### Text provided
Steam often provides the majority of heat, but its quality is not always carefully managed. Here are some tips on how to improve and maintain steam quality
Plant operations focus on production activity, maintaining tight control on process algorithms, feedstocks and equipment. Steam often provides the majority of heat, but its quality is not carefully managed. Do engineers consider all distributed steam to be equal in quality?
There are several questions I like to ask when meeting with steam engineers or operators for the first time, such as the following:
- If you were the plant manager, would you want to optimize production value?
- Would you willingly accept off-specification feedstock or equipment?
- Where does the plant get the majority of heat used in production?
- If the answer is, “steam,” is it superheated, saturated or wet?
The typical answer to the last question is, “We have all three types of steam.” That’s when I tell them that their answer is impossible, there is no such thing as sustainable saturated steam in a production plant. “Your steam is wet.”
Because steam is wet, one further question arises, “How can a plant optimize production if their steam heat asset is in a sub-optimal condition?”

### Set task A
Could you copy out the passage of the steam quality text from "There are several" up to and including "saturated or wet?"?
The entries below have no connection to the steam quality text.

(Location identification entries)
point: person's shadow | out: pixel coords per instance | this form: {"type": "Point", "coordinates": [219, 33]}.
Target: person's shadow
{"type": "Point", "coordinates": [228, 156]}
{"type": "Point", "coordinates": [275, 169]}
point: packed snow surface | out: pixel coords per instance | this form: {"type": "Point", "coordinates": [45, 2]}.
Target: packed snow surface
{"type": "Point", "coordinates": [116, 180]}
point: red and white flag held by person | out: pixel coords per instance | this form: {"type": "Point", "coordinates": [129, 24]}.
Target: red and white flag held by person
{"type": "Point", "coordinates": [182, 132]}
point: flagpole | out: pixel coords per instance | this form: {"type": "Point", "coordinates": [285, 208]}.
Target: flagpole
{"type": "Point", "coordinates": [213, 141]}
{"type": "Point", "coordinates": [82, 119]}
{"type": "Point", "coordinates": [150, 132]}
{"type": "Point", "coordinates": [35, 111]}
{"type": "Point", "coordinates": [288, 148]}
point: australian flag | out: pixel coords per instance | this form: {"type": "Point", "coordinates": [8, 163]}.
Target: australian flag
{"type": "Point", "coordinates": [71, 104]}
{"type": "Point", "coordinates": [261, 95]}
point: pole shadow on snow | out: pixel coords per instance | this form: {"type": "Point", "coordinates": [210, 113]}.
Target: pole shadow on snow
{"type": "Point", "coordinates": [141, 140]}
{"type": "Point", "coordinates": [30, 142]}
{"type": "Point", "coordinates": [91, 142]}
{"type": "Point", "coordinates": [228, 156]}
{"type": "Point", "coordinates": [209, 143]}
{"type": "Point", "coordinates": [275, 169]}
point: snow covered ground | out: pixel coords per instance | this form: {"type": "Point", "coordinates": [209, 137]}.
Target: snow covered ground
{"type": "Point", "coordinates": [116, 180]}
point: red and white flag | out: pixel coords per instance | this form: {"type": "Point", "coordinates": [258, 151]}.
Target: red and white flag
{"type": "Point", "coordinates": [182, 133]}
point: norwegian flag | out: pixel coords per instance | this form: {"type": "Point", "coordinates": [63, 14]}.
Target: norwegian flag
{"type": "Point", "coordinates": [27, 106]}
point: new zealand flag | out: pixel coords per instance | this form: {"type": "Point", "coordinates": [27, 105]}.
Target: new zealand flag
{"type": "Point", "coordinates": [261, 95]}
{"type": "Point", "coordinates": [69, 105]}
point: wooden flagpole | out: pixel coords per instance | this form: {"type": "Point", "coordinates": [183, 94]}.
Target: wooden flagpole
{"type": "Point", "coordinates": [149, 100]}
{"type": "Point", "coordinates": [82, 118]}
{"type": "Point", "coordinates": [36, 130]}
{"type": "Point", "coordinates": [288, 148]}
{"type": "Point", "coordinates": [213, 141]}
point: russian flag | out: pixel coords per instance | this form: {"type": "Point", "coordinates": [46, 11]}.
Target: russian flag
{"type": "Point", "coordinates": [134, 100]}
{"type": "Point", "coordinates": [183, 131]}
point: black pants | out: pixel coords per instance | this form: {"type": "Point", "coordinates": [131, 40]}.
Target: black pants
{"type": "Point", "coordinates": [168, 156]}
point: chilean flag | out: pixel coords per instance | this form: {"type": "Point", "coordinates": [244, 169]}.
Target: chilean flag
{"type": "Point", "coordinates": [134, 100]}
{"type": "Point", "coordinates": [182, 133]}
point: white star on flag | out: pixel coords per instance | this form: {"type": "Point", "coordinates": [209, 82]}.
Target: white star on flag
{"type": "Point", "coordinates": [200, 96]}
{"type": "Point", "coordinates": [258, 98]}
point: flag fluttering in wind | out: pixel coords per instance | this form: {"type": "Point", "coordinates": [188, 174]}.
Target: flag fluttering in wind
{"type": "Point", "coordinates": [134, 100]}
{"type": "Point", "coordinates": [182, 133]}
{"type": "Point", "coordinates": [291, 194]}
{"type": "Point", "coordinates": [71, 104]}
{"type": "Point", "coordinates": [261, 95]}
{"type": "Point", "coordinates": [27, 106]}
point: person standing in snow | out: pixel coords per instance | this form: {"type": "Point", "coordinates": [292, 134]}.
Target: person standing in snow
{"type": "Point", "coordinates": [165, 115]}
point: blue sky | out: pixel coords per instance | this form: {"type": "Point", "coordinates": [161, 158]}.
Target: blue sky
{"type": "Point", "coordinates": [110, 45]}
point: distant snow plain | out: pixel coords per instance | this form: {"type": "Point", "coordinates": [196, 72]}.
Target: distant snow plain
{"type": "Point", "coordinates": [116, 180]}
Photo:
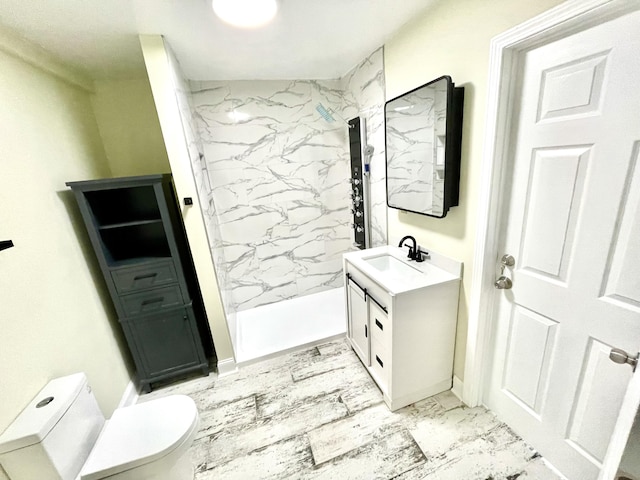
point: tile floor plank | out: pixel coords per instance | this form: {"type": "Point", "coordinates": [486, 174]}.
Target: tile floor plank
{"type": "Point", "coordinates": [317, 414]}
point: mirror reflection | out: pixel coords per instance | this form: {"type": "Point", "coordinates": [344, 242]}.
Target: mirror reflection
{"type": "Point", "coordinates": [419, 141]}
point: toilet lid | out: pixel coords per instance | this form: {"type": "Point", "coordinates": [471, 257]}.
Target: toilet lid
{"type": "Point", "coordinates": [141, 434]}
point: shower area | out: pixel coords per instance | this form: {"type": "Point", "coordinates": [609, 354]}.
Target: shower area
{"type": "Point", "coordinates": [272, 174]}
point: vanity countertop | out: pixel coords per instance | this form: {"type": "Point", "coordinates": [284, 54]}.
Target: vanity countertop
{"type": "Point", "coordinates": [390, 268]}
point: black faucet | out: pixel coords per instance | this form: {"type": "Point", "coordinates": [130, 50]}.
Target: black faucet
{"type": "Point", "coordinates": [414, 251]}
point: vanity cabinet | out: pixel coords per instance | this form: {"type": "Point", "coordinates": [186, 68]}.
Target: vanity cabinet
{"type": "Point", "coordinates": [402, 327]}
{"type": "Point", "coordinates": [139, 240]}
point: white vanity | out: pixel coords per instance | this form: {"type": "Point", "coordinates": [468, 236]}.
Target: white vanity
{"type": "Point", "coordinates": [401, 320]}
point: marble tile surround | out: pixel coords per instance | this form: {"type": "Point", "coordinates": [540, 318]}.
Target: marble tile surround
{"type": "Point", "coordinates": [274, 175]}
{"type": "Point", "coordinates": [316, 414]}
{"type": "Point", "coordinates": [199, 168]}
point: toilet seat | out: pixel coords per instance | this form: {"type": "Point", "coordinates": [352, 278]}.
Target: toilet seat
{"type": "Point", "coordinates": [141, 434]}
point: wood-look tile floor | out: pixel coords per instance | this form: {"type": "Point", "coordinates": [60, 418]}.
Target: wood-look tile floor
{"type": "Point", "coordinates": [316, 414]}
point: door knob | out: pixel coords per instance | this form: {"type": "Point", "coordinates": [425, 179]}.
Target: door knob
{"type": "Point", "coordinates": [620, 356]}
{"type": "Point", "coordinates": [508, 260]}
{"type": "Point", "coordinates": [503, 283]}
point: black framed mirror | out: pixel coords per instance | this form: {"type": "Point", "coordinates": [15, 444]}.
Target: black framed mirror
{"type": "Point", "coordinates": [423, 135]}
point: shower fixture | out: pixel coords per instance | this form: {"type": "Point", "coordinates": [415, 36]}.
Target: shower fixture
{"type": "Point", "coordinates": [360, 154]}
{"type": "Point", "coordinates": [328, 115]}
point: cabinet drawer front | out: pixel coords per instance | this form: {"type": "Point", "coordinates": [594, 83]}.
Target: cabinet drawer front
{"type": "Point", "coordinates": [380, 326]}
{"type": "Point", "coordinates": [380, 366]}
{"type": "Point", "coordinates": [131, 279]}
{"type": "Point", "coordinates": [152, 300]}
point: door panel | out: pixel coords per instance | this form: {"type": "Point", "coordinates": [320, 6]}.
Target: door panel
{"type": "Point", "coordinates": [572, 89]}
{"type": "Point", "coordinates": [623, 281]}
{"type": "Point", "coordinates": [602, 383]}
{"type": "Point", "coordinates": [553, 204]}
{"type": "Point", "coordinates": [572, 221]}
{"type": "Point", "coordinates": [531, 342]}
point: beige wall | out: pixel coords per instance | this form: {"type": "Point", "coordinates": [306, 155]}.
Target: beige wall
{"type": "Point", "coordinates": [53, 319]}
{"type": "Point", "coordinates": [452, 38]}
{"type": "Point", "coordinates": [129, 127]}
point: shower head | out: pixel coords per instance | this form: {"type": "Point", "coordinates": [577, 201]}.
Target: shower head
{"type": "Point", "coordinates": [327, 114]}
{"type": "Point", "coordinates": [324, 113]}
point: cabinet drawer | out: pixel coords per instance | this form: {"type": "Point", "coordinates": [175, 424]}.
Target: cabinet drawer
{"type": "Point", "coordinates": [131, 279]}
{"type": "Point", "coordinates": [151, 300]}
{"type": "Point", "coordinates": [380, 326]}
{"type": "Point", "coordinates": [380, 366]}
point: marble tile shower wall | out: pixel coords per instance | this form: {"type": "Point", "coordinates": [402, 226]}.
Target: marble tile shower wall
{"type": "Point", "coordinates": [278, 174]}
{"type": "Point", "coordinates": [199, 168]}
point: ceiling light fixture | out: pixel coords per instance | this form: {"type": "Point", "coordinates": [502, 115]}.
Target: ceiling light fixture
{"type": "Point", "coordinates": [245, 13]}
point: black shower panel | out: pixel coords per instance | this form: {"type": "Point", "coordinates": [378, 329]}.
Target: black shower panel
{"type": "Point", "coordinates": [359, 184]}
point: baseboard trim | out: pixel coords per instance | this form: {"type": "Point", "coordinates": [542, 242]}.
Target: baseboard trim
{"type": "Point", "coordinates": [226, 367]}
{"type": "Point", "coordinates": [457, 388]}
{"type": "Point", "coordinates": [130, 395]}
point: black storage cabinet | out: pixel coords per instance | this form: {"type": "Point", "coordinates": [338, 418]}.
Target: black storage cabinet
{"type": "Point", "coordinates": [138, 236]}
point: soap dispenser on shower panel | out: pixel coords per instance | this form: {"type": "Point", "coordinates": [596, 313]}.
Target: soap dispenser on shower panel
{"type": "Point", "coordinates": [360, 154]}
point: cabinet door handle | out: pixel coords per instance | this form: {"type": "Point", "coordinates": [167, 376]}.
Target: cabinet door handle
{"type": "Point", "coordinates": [152, 300]}
{"type": "Point", "coordinates": [142, 277]}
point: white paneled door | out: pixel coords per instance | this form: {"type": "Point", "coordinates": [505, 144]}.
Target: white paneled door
{"type": "Point", "coordinates": [572, 222]}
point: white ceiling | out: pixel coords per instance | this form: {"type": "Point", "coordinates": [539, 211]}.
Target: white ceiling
{"type": "Point", "coordinates": [309, 39]}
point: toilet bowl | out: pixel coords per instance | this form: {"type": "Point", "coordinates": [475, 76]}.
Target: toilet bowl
{"type": "Point", "coordinates": [63, 435]}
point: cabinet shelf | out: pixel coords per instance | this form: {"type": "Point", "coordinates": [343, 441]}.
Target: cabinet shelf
{"type": "Point", "coordinates": [133, 223]}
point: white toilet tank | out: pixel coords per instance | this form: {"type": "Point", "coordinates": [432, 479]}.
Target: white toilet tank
{"type": "Point", "coordinates": [53, 436]}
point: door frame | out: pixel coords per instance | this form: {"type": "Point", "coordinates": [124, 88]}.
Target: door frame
{"type": "Point", "coordinates": [506, 50]}
{"type": "Point", "coordinates": [505, 53]}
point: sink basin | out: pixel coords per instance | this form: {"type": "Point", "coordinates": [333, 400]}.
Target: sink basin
{"type": "Point", "coordinates": [390, 264]}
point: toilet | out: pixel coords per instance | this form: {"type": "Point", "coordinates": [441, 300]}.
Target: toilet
{"type": "Point", "coordinates": [62, 434]}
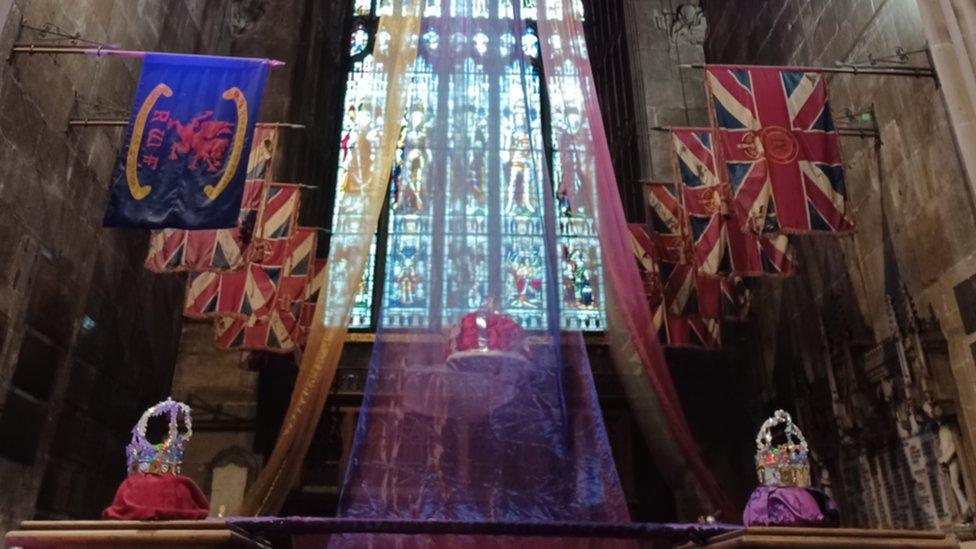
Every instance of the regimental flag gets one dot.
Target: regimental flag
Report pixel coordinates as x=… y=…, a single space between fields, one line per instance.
x=183 y=163
x=243 y=293
x=270 y=333
x=696 y=168
x=687 y=296
x=297 y=268
x=261 y=159
x=279 y=209
x=736 y=299
x=307 y=316
x=720 y=246
x=643 y=247
x=176 y=250
x=780 y=148
x=668 y=222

### Set task B
Which lines of the entries contain the string "toilet", matching case? Report each such line in full.

### Expected output A
There are several questions I like to ask when meeting with steam engineers or operators for the first time, such as the following:
- If you were the plant manager, would you want to optimize production value?
- Would you willingly accept off-specification feedstock or equipment?
- Where does the plant get the majority of heat used in production?
- If the answer is, “steam,” is it superheated, saturated or wet?

### Expected output B
point: toilet lid | out: pixel coords per instance | this form: {"type": "Point", "coordinates": [471, 257]}.
Target: toilet lid
point: toilet seat | out: pixel coords per instance | this form: {"type": "Point", "coordinates": [352, 278]}.
Target: toilet seat
point: toilet bowl | out: pixel coords per instance | this form: {"type": "Point", "coordinates": [475, 76]}.
Target: toilet bowl
point: white toilet tank | out: pixel coords per instance | this form: {"type": "Point", "coordinates": [432, 479]}.
Target: white toilet tank
point: toilet | out: pixel coords per instance | this form: {"type": "Point", "coordinates": [441, 300]}.
Target: toilet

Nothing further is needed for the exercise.